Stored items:
+++

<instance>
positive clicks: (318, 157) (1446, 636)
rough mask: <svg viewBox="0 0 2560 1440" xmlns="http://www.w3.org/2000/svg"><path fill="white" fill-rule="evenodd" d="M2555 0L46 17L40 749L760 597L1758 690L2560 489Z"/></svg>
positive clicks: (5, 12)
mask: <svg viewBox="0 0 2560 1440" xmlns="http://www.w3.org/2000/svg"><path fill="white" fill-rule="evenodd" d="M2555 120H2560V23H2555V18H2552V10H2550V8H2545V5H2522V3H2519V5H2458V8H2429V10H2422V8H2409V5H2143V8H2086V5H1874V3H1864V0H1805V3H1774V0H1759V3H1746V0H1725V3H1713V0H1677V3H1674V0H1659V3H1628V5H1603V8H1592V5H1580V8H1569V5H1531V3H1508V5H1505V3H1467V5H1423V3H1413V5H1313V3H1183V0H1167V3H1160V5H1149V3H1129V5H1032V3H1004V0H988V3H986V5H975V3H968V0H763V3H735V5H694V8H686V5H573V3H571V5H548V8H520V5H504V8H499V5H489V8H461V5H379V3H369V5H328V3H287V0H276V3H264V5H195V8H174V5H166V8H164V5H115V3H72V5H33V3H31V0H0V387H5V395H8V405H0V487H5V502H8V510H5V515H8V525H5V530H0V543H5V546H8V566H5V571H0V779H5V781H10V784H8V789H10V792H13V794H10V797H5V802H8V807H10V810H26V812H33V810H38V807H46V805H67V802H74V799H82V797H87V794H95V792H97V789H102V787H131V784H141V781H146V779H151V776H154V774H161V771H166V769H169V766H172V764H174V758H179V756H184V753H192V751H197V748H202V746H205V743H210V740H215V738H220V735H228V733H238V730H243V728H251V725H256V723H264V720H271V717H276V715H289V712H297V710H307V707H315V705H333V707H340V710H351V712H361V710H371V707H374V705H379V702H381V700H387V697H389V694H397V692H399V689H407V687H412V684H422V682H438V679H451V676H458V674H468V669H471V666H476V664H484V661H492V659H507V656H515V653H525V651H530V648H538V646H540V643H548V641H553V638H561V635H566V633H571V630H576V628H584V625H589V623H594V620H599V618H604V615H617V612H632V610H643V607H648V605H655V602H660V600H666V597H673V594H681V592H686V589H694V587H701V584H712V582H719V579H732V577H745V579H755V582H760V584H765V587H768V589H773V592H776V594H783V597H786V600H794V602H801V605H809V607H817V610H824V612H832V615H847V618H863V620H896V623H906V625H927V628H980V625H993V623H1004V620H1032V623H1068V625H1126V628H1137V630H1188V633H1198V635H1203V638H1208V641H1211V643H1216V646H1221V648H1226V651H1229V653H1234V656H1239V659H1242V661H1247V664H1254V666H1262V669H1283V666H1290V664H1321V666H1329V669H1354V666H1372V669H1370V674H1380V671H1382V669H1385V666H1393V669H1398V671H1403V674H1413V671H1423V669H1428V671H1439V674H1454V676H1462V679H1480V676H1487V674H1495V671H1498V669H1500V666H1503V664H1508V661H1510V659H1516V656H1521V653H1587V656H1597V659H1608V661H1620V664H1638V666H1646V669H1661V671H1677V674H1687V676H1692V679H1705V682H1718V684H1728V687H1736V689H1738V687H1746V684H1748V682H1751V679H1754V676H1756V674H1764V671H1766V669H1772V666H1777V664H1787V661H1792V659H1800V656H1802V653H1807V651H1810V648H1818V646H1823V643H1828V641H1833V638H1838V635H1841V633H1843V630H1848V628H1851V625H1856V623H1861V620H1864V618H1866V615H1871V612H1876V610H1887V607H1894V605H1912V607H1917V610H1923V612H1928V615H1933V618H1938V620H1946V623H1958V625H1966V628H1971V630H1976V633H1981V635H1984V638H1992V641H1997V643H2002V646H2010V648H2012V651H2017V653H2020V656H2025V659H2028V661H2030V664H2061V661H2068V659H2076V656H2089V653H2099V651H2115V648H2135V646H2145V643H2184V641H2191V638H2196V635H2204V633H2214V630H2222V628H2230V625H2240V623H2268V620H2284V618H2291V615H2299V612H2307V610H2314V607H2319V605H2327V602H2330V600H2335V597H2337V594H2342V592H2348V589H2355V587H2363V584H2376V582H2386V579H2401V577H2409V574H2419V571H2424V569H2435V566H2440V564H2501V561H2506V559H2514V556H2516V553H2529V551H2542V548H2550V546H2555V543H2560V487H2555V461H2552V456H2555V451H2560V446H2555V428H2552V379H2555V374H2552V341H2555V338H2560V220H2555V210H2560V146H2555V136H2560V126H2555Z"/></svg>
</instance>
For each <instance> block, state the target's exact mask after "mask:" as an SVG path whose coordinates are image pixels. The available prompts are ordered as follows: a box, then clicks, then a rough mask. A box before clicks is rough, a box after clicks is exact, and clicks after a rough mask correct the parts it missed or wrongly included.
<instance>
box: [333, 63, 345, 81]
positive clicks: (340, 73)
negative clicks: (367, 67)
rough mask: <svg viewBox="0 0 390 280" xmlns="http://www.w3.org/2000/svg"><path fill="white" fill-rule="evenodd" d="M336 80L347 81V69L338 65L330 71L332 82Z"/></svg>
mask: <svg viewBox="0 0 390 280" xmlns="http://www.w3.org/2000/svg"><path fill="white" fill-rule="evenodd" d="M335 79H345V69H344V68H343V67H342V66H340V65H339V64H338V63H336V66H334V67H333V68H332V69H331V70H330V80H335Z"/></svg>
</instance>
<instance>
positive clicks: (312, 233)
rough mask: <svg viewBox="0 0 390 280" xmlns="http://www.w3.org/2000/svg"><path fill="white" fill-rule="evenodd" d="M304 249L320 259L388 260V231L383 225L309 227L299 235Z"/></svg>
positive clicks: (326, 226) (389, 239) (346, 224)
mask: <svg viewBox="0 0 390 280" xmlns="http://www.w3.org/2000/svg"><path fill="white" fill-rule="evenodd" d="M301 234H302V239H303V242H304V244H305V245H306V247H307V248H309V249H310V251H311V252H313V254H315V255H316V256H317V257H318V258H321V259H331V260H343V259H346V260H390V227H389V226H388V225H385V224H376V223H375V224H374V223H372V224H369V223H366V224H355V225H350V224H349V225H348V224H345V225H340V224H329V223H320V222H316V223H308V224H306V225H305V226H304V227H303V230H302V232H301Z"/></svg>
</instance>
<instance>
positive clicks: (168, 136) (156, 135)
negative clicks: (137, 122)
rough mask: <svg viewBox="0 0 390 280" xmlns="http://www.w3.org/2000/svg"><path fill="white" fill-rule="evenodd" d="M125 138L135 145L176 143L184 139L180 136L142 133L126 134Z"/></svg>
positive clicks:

+++

HOW TO COMPLETE THIS TASK:
Reproduce all of the records above word for word, from the first line through the last.

RESPONSE:
<instance>
positive clicks: (318, 157) (1446, 636)
rough mask: <svg viewBox="0 0 2560 1440" xmlns="http://www.w3.org/2000/svg"><path fill="white" fill-rule="evenodd" d="M2555 0L46 17L40 749L760 597L1758 690L2560 489Z"/></svg>
positive clicks: (5, 12)
mask: <svg viewBox="0 0 2560 1440" xmlns="http://www.w3.org/2000/svg"><path fill="white" fill-rule="evenodd" d="M2555 120H2560V23H2555V18H2552V10H2550V8H2545V5H2522V3H2519V5H2458V8H2429V10H2422V8H2409V5H2143V8H2086V5H1874V3H1864V0H1805V3H1774V0H1759V3H1746V0H1725V3H1713V0H1677V3H1674V0H1659V3H1628V5H1603V8H1592V5H1580V8H1569V5H1531V3H1508V5H1505V3H1467V5H1423V3H1413V5H1313V3H1183V0H1167V3H1160V5H1149V3H1129V5H1032V3H1004V0H988V3H986V5H975V3H968V0H763V3H735V5H694V8H686V5H573V3H571V5H548V8H520V5H504V8H499V5H489V8H461V5H379V3H369V5H328V3H287V0H276V3H264V5H195V8H174V5H166V8H164V5H115V3H72V5H33V3H31V0H0V387H5V395H8V405H0V487H5V502H8V510H5V515H8V525H5V530H0V543H5V546H8V566H5V571H0V779H5V781H10V784H8V789H10V792H13V794H10V797H5V802H8V807H10V810H26V812H33V810H38V807H46V805H67V802H74V799H82V797H87V794H95V792H97V789H102V787H131V784H141V781H146V779H151V776H154V774H161V771H166V769H169V766H172V764H174V758H179V756H184V753H192V751H197V748H202V746H205V743H210V740H215V738H220V735H228V733H238V730H243V728H251V725H256V723H264V720H271V717H276V715H289V712H297V710H307V707H315V705H333V707H340V710H351V712H361V710H371V707H374V705H379V702H381V700H387V697H389V694H397V692H399V689H407V687H412V684H422V682H438V679H451V676H458V674H468V669H471V666H476V664H484V661H492V659H507V656H515V653H525V651H530V648H538V646H540V643H548V641H553V638H561V635H566V633H571V630H576V628H584V625H589V623H594V620H599V618H604V615H617V612H632V610H643V607H648V605H655V602H660V600H666V597H673V594H681V592H686V589H694V587H701V584H712V582H719V579H732V577H745V579H755V582H760V584H765V587H768V589H773V592H776V594H783V597H786V600H794V602H801V605H809V607H817V610H824V612H832V615H847V618H863V620H896V623H906V625H927V628H980V625H993V623H1004V620H1032V623H1068V625H1126V628H1137V630H1188V633H1198V635H1203V638H1208V641H1211V643H1216V646H1221V648H1226V651H1229V653H1234V656H1239V659H1242V661H1247V664H1254V666H1262V669H1283V666H1290V664H1321V666H1329V669H1354V666H1372V669H1370V674H1380V671H1382V669H1385V666H1393V669H1398V671H1403V674H1413V671H1423V669H1428V671H1439V674H1454V676H1462V679H1480V676H1487V674H1495V671H1498V669H1500V666H1503V664H1508V661H1510V659H1516V656H1521V653H1587V656H1597V659H1608V661H1620V664H1638V666H1646V669H1661V671H1677V674H1687V676H1692V679H1705V682H1718V684H1728V687H1736V689H1738V687H1746V684H1748V682H1751V679H1754V676H1756V674H1764V671H1766V669H1772V666H1777V664H1787V661H1792V659H1800V656H1802V653H1807V651H1810V648H1818V646H1823V643H1828V641H1833V638H1838V635H1841V633H1843V630H1848V628H1851V625H1856V623H1861V620H1864V618H1866V615H1871V612H1876V610H1887V607H1894V605H1912V607H1917V610H1923V612H1928V615H1933V618H1938V620H1946V623H1958V625H1966V628H1971V630H1976V633H1981V635H1984V638H1992V641H1997V643H2002V646H2010V648H2012V651H2017V653H2020V656H2025V659H2028V661H2030V664H2061V661H2068V659H2076V656H2089V653H2099V651H2115V648H2135V646H2145V643H2184V641H2191V638H2196V635H2204V633H2214V630H2222V628H2230V625H2240V623H2268V620H2284V618H2291V615H2299V612H2307V610H2314V607H2319V605H2327V602H2330V600H2335V597H2337V594H2342V592H2348V589H2355V587H2363V584H2376V582H2386V579H2401V577H2409V574H2419V571H2424V569H2435V566H2440V564H2501V561H2506V559H2514V556H2516V553H2529V551H2542V548H2550V546H2555V543H2560V487H2555V461H2552V456H2555V451H2560V446H2555V428H2552V379H2555V374H2552V341H2555V338H2560V220H2555V210H2560V146H2555V136H2560V126H2555Z"/></svg>
</instance>
For each <instance> block, state the target's exact mask after "mask:" as an SVG path whose coordinates are image pixels. The available prompts are ordered as follows: a box, then clicks, then a rough mask. A box before clicks is rough, a box after clicks is exact, and clicks after a rough mask correct the parts it missed or wrongly included.
<instance>
box: [333, 63, 345, 81]
positive clicks: (340, 73)
negative clicks: (367, 67)
rough mask: <svg viewBox="0 0 390 280" xmlns="http://www.w3.org/2000/svg"><path fill="white" fill-rule="evenodd" d="M336 80L347 81V69L338 65L330 71L332 82Z"/></svg>
mask: <svg viewBox="0 0 390 280" xmlns="http://www.w3.org/2000/svg"><path fill="white" fill-rule="evenodd" d="M335 79H345V69H344V68H343V67H342V66H340V65H339V64H338V63H336V66H334V67H333V68H332V69H331V70H330V80H335Z"/></svg>
</instance>
<instance>
positive clicks: (312, 233)
rough mask: <svg viewBox="0 0 390 280" xmlns="http://www.w3.org/2000/svg"><path fill="white" fill-rule="evenodd" d="M304 249L320 259L388 260V231L383 225L309 227L299 235Z"/></svg>
positive clicks: (326, 226) (389, 239) (346, 224)
mask: <svg viewBox="0 0 390 280" xmlns="http://www.w3.org/2000/svg"><path fill="white" fill-rule="evenodd" d="M301 234H302V239H303V242H304V244H305V245H306V247H307V248H309V249H310V251H311V252H313V254H315V255H316V256H317V257H318V258H321V259H331V260H343V259H346V260H390V227H389V226H388V225H385V224H376V223H375V224H374V223H372V224H369V223H366V224H355V225H350V224H349V225H348V224H345V225H340V224H329V223H320V222H316V223H308V224H306V225H305V226H304V227H303V230H302V232H301Z"/></svg>
</instance>
<instance>
positive clicks: (168, 136) (156, 135)
negative clicks: (137, 122)
rough mask: <svg viewBox="0 0 390 280" xmlns="http://www.w3.org/2000/svg"><path fill="white" fill-rule="evenodd" d="M125 138L135 145L176 143L184 139L180 136L142 133L126 134Z"/></svg>
positive clicks:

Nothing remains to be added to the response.